Prompt ::
An acceptable answer contains each line of the material, unchanged.

Material provided ::
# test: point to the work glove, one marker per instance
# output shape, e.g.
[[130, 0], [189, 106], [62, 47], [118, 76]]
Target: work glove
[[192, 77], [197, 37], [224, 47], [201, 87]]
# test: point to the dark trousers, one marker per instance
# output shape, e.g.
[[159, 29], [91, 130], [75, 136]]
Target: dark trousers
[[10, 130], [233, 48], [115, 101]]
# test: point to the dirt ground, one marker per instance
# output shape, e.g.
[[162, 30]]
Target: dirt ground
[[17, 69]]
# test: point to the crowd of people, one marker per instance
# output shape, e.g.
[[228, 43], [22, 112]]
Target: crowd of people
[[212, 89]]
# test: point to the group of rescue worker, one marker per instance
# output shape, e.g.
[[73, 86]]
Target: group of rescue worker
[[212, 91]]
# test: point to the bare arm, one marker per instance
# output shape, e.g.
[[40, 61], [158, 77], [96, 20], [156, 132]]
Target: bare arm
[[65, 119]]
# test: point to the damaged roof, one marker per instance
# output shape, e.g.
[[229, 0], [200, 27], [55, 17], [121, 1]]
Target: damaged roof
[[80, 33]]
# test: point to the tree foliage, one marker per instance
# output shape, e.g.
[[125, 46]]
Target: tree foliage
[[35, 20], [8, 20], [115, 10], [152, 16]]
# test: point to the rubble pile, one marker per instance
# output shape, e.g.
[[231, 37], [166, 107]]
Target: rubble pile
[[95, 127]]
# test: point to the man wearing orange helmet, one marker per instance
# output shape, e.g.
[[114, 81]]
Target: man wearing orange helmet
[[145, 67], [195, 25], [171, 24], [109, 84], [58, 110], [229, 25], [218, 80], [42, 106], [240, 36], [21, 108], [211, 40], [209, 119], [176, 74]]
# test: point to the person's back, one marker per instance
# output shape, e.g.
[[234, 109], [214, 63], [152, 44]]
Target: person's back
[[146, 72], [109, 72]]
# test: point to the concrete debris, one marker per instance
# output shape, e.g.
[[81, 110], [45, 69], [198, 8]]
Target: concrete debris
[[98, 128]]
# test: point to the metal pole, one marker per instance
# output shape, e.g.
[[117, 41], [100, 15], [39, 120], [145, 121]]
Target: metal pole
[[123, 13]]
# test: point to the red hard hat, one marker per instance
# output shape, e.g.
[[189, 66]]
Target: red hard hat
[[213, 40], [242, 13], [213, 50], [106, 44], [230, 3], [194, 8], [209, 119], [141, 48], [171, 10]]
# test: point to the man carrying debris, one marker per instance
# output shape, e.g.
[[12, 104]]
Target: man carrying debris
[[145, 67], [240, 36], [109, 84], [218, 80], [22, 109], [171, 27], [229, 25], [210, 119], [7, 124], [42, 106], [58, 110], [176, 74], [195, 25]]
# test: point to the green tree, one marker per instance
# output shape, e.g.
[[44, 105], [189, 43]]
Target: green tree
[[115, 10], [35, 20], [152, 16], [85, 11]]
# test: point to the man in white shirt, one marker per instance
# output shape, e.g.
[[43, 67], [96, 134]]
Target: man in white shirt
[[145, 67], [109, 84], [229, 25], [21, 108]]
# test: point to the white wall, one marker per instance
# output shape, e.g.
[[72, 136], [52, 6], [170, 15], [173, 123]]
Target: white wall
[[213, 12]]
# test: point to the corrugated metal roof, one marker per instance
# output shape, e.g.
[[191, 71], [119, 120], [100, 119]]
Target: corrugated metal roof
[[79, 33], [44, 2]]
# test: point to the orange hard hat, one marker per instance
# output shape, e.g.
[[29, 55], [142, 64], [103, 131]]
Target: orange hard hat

Exercise result ::
# test: point to the work glove, one marker per instance
# output shape, e.g.
[[130, 0], [189, 106], [62, 47], [118, 76]]
Target: work glove
[[192, 77], [197, 37], [224, 47], [201, 87]]
# test: point to the dark trousers, one marker per instance
# output shape, e.g.
[[159, 29], [91, 130], [75, 136]]
Target: dark trousers
[[10, 130], [233, 48], [115, 101]]
# test: point to the dirt ground, one marker per instance
# output shape, e.g.
[[162, 30]]
Target: dirt ground
[[17, 69]]
# test: point to the crowd of people, one marker per instance
# output shape, e.g.
[[228, 43], [22, 112]]
Target: crowd of people
[[212, 89]]
# test: point to the group of rescue worker, one marker per instance
# output shape, e.g.
[[73, 86]]
Target: group of rescue worker
[[212, 91]]
# test: point to the bare arm, one marker per instance
# output shape, e.g.
[[40, 61], [158, 77], [96, 20], [156, 132]]
Target: bare arm
[[65, 119]]
# test: point to the damaged roof, one marker per instance
# output shape, e.g.
[[229, 0], [200, 27], [55, 17], [121, 1]]
Target: damaged roof
[[80, 33]]
# test: point to the tree foliage, one marker per instance
# output shape, e.g.
[[125, 46]]
Target: tree foliage
[[35, 20], [8, 20], [115, 10], [152, 16]]
# test: point to the rubble pile, one marker per instance
# output shape, e.g.
[[231, 37], [166, 107]]
Target: rubble pile
[[95, 127]]
# test: point to the man wearing orange helmet, one marker per instance
# output shape, e.g.
[[114, 81]]
Target: man wearing orange helmet
[[145, 67], [195, 25], [171, 24], [109, 84], [58, 110], [229, 25], [218, 80], [42, 106], [240, 36], [21, 108], [211, 40], [209, 119], [176, 74]]
# test: point to the person's back, one marker per instance
# output shape, e.g.
[[234, 109], [214, 63], [152, 44]]
Target: person's back
[[146, 72], [109, 72]]
# test: point to the concrete debris, one marker per instance
# output shape, e.g.
[[81, 110], [45, 69], [198, 8]]
Target: concrete debris
[[98, 128]]
# test: point to the metal pole, one marker per instance
# output shape, e.g.
[[117, 41], [100, 15], [39, 120], [145, 121]]
Target: metal pole
[[123, 13]]
# test: point to the red hard hat, one marker per instance
# output shape, e.g.
[[189, 66]]
Target: red hard hat
[[213, 40], [242, 13], [213, 50], [106, 44], [230, 3], [194, 8], [209, 119], [141, 48], [171, 10]]
# test: point to the man carrying debris, one marker per instance
# output shape, e.g.
[[12, 104]]
Target: man carrying debris
[[145, 67], [240, 36], [109, 84], [218, 80], [22, 109], [171, 27], [229, 25], [210, 119], [7, 124], [42, 106], [58, 110], [176, 74], [195, 25]]
# test: point to the green tree, one marker per instance
# output shape, e.g.
[[44, 105], [189, 43]]
Target: green tree
[[115, 10], [35, 20], [152, 16], [85, 11]]
# test: point to the man in white shirt, one marker per instance
# output shape, e.g.
[[43, 67], [96, 134]]
Target: man in white shirt
[[145, 67], [109, 84], [229, 25], [21, 108]]
# test: point to the white wall, one marker per instance
# output shape, e.g.
[[72, 136], [52, 6], [170, 15], [173, 123]]
Target: white wall
[[213, 12]]
# test: point to the corrugated metal roof, one marker per instance
# output shape, e.g.
[[191, 71], [119, 120], [100, 119]]
Target: corrugated metal roof
[[79, 33], [44, 2]]
# test: point to the orange hard hat, one marker per instance
# output shape, e.g.
[[29, 55], [142, 64], [103, 131]]
Target: orange hard hat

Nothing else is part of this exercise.